## Short task:
Reproduce each of the lines below word for word, leaving out the pictures.

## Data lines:
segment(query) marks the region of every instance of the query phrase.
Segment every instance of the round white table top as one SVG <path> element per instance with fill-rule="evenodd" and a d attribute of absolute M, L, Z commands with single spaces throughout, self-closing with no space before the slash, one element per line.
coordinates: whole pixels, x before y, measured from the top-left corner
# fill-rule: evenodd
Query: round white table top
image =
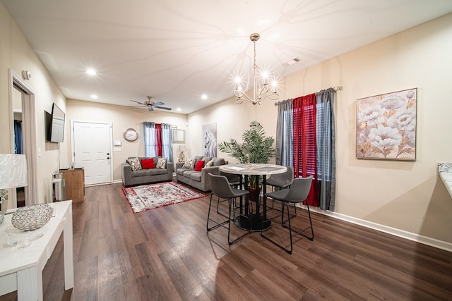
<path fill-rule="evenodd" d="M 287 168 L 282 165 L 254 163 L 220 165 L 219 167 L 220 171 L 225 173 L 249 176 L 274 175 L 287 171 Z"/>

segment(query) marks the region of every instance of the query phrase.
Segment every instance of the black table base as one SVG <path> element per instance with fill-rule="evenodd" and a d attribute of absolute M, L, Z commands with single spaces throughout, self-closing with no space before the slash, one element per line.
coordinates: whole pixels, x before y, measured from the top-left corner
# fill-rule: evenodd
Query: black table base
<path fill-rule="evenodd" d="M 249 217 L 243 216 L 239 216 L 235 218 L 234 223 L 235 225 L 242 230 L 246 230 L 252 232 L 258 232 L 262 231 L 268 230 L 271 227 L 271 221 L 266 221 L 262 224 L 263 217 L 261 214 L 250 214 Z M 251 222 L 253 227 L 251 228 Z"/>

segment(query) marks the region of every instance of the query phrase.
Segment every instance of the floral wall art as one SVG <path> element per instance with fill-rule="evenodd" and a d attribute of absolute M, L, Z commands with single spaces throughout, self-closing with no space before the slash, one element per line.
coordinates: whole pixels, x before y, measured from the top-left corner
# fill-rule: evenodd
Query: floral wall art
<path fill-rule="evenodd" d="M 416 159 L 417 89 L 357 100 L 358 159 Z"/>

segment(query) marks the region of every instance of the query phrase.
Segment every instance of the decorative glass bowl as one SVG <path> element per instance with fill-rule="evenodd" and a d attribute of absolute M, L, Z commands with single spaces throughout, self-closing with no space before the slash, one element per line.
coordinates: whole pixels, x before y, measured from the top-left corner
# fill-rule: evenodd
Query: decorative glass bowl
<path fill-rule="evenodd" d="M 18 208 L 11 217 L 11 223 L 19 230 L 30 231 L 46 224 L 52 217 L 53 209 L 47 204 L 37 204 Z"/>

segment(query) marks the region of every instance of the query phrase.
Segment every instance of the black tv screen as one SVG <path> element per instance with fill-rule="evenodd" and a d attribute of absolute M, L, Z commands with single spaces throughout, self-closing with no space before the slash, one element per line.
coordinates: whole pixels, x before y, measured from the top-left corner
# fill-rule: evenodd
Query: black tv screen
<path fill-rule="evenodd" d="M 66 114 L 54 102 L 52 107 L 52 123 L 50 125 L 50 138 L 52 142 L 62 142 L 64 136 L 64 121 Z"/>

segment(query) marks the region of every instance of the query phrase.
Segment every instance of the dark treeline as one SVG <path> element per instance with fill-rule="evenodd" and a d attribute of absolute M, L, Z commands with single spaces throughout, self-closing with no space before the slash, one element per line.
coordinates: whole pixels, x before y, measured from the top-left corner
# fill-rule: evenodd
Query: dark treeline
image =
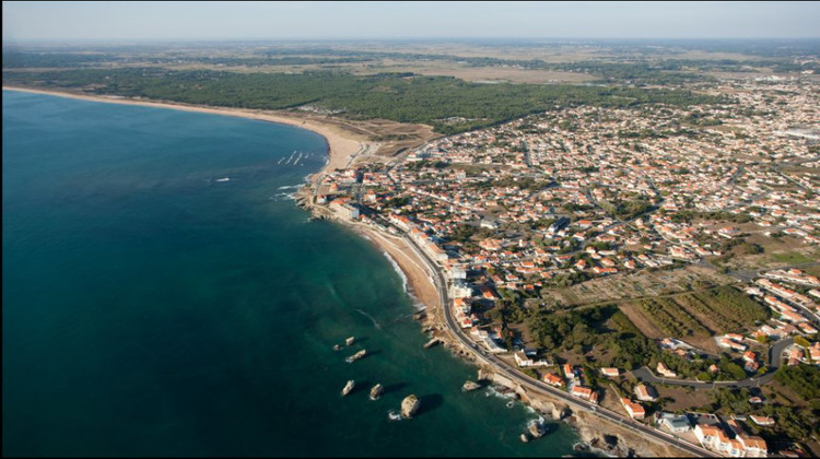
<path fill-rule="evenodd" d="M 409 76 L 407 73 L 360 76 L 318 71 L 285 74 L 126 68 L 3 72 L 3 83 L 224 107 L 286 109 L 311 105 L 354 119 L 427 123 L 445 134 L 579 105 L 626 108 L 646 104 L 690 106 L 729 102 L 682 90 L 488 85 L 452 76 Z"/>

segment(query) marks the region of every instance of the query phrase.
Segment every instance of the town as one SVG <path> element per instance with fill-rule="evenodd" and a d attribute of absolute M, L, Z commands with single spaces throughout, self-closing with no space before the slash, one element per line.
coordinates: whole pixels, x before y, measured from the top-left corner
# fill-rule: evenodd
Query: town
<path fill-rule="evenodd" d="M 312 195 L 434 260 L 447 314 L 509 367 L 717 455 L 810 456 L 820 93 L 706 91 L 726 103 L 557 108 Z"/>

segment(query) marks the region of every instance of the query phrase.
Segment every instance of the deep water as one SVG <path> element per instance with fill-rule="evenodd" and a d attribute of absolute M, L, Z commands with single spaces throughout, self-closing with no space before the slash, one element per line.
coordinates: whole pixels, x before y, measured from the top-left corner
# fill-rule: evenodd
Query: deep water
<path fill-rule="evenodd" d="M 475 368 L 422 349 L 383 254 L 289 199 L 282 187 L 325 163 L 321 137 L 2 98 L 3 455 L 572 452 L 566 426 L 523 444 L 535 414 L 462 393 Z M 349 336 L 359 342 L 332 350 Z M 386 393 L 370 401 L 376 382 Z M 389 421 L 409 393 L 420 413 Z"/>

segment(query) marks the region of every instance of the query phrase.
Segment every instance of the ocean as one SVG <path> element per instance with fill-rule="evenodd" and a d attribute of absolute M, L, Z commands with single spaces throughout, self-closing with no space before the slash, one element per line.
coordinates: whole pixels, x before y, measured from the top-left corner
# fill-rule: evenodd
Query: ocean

## Result for this task:
segment(query) marks the region of every instance of the query phrase.
Segment every instance of the round white table top as one SVG <path> element per instance with fill-rule="evenodd" and a d attribute of absolute M, L, Z commands with single spaces throughout, self-closing with no space before the slash, one element per line.
coordinates: whole pixels, x before y, measured from the top-left corner
# fill-rule: evenodd
Query: round white table top
image =
<path fill-rule="evenodd" d="M 287 168 L 282 165 L 254 163 L 220 165 L 219 167 L 220 171 L 225 173 L 249 176 L 274 175 L 287 171 Z"/>

segment(query) marks the region of every instance of the query phrase.
Segment every instance of the black table base as one SVG <path> element per instance with fill-rule="evenodd" and a d attribute of absolute M, L, Z commands with single spaces throughout, self-closing with no space before the slash, one element per line.
coordinates: whole pixels, x before y, measured from the top-left corner
# fill-rule: evenodd
Query: black table base
<path fill-rule="evenodd" d="M 249 217 L 243 216 L 239 216 L 235 218 L 234 223 L 235 225 L 242 230 L 246 230 L 252 232 L 258 232 L 262 231 L 268 230 L 271 227 L 271 221 L 266 221 L 262 224 L 263 217 L 261 214 L 250 214 Z M 251 222 L 253 227 L 251 228 Z"/>

segment(query) marks the region of every instance of the query phrase.
Segment every instance of the floral wall art as one SVG <path> element per instance with fill-rule="evenodd" and a d attribute of absolute M, L, Z commands with single spaces throughout, self-closing with no space before the slash, one element per line.
coordinates: whole pixels, x before y, measured from the top-left corner
# fill-rule: evenodd
Query: floral wall art
<path fill-rule="evenodd" d="M 416 159 L 417 89 L 357 100 L 358 159 Z"/>

segment(query) marks the region of every instance of the query phrase.
Segment every instance of the decorative glass bowl as one SVG <path> element per instance with fill-rule="evenodd" and a d attribute of absolute M, L, Z commands with single spaces throughout, self-closing with no space before the slash, one element per line.
coordinates: whole pixels, x before y, measured from the top-left corner
# fill-rule: evenodd
Query: decorative glass bowl
<path fill-rule="evenodd" d="M 18 208 L 11 217 L 11 223 L 19 230 L 30 231 L 46 224 L 52 217 L 53 209 L 47 204 L 37 204 Z"/>

segment(query) marks the region of every instance of the query phrase.
Segment every instance of the black tv screen as one SVG <path> element per instance with fill-rule="evenodd" and a d attribute of absolute M, L, Z commands with single spaces throughout, self-closing with no space before the slash, one element per line.
coordinates: whole pixels, x before y, measured from the top-left corner
# fill-rule: evenodd
Query: black tv screen
<path fill-rule="evenodd" d="M 66 114 L 54 102 L 52 107 L 52 123 L 50 125 L 50 138 L 52 142 L 62 142 L 64 136 L 64 121 Z"/>

segment(query) marks the region of every instance of the query phrase.
Segment every instance of the dark treeline as one SVG <path> element per instance with fill-rule="evenodd" and a d attribute of absolute M, L, Z commands with single spaces throughout, self-closing with no space before the slash, one element per line.
coordinates: whole pixels, x before y, measured from the top-left corner
# fill-rule: evenodd
Query: dark treeline
image =
<path fill-rule="evenodd" d="M 409 76 L 407 73 L 360 76 L 318 71 L 285 74 L 126 68 L 3 72 L 3 83 L 224 107 L 286 109 L 311 105 L 354 119 L 427 123 L 445 134 L 579 105 L 626 108 L 646 104 L 690 106 L 729 102 L 682 90 L 488 85 L 452 76 Z"/>

segment(query) marks the region of every instance of the query phrase.
Segment every instance of the town as one SVG <path> element per instance with fill-rule="evenodd" and a d attribute of absolute M, L, Z commands with single spaces throughout, self-closing with no space before the slash, one element per line.
coordinates: whole pixels, x before y, measured from the top-left corner
# fill-rule: evenodd
Query: town
<path fill-rule="evenodd" d="M 312 195 L 434 260 L 447 314 L 509 367 L 717 455 L 810 456 L 820 93 L 706 91 L 726 103 L 557 108 Z"/>

segment(query) marks the region of every instance of the query phrase.
Segment every instance of the deep water as one SVG <path> element per instance with fill-rule="evenodd" and a d attribute of absolute M, L, Z commands with single spaces throughout, self-closing with no space before the slash, one element per line.
coordinates: whole pixels, x before y, measured from the top-left corner
# fill-rule: evenodd
Query: deep water
<path fill-rule="evenodd" d="M 475 368 L 422 349 L 383 254 L 289 199 L 282 187 L 325 163 L 321 137 L 2 98 L 3 455 L 572 452 L 566 426 L 523 444 L 535 414 L 462 393 Z M 349 336 L 359 342 L 332 350 Z M 386 393 L 370 401 L 376 382 Z M 389 421 L 409 393 L 420 413 Z"/>

segment(query) marks the region of every instance of the query phrase.
Segment every instance of the ocean as one SVG <path> element per instance with fill-rule="evenodd" and a d attribute of absolute M, L, Z commands with single spaces throughout, self-closing with no space before the slash, one element per line.
coordinates: whole pixels, x before y, measured from the top-left corner
# fill-rule: evenodd
Query: ocean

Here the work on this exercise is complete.